-- Start --
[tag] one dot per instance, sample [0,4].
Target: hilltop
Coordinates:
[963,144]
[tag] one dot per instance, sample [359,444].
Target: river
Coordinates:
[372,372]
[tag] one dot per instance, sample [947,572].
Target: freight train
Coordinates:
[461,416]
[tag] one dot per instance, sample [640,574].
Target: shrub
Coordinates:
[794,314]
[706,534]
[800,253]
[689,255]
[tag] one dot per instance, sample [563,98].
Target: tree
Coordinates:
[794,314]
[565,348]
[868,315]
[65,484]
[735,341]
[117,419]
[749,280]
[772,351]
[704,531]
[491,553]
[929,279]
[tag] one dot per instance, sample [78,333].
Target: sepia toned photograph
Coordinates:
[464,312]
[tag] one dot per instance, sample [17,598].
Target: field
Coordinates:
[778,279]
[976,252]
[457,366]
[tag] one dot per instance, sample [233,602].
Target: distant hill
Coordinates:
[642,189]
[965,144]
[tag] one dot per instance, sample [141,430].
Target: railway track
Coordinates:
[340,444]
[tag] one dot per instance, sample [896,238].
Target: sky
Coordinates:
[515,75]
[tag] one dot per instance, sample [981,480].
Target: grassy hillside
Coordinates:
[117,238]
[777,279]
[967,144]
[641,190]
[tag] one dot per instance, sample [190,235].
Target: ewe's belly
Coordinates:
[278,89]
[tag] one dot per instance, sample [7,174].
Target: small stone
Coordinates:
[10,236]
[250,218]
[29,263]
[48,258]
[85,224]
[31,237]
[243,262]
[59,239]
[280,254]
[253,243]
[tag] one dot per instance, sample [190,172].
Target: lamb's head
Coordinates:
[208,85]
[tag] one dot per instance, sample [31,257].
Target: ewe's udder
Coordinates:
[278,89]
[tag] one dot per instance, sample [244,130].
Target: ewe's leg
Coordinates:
-- End --
Stated task: Reproduce all of the material above word for word, from the first line through the last.

Written response:
[tag] one dot per instance, sample [0,4].
Target: hilltop
Coordinates:
[963,144]
[tag] one dot per instance, sample [359,444].
Target: river
Coordinates:
[372,372]
[tag] one dot per instance, sample [947,572].
Target: freight train
Coordinates:
[461,416]
[tag] one dot per instance, sample [640,574].
Target: shrub
Coordinates:
[794,314]
[706,534]
[800,253]
[689,255]
[tag] one dot per instance, sample [563,98].
Target: tree
Coordinates:
[794,314]
[565,348]
[868,315]
[65,484]
[735,341]
[117,419]
[749,280]
[772,351]
[704,531]
[491,553]
[929,279]
[tag] one dot per instance, sample [78,333].
Target: sepia toned photograph
Coordinates:
[464,312]
[tag] one dot per instance, sample [17,598].
Target: field
Coordinates:
[778,279]
[976,252]
[457,366]
[tag] one dot per instance, sample [233,602].
Target: distant hill
Coordinates:
[642,189]
[965,144]
[tag] one dot per instance, sample [141,430].
Target: railway track
Coordinates:
[340,444]
[tag] one dot per instance, sample [896,238].
Target: sky
Coordinates:
[515,75]
[tag] one dot per instance, sample [981,480].
Target: grassy hillside
Coordinates:
[117,238]
[777,279]
[967,144]
[641,190]
[tag] one dot per instance, sample [190,235].
Target: ewe's belly
Coordinates:
[278,89]
[tag] one dot per instance, sample [7,174].
Target: small stone
Coordinates:
[10,236]
[250,218]
[29,263]
[48,258]
[85,224]
[31,237]
[243,262]
[59,239]
[280,254]
[253,243]
[tag] one dot per instance, sample [190,172].
Target: lamb's head
Coordinates:
[208,85]
[tag] one dot per instance, sample [31,257].
Target: ewe's udder
Coordinates:
[278,89]
[tag] one dot per instance, sample [244,130].
Target: ewe's leg
Coordinates:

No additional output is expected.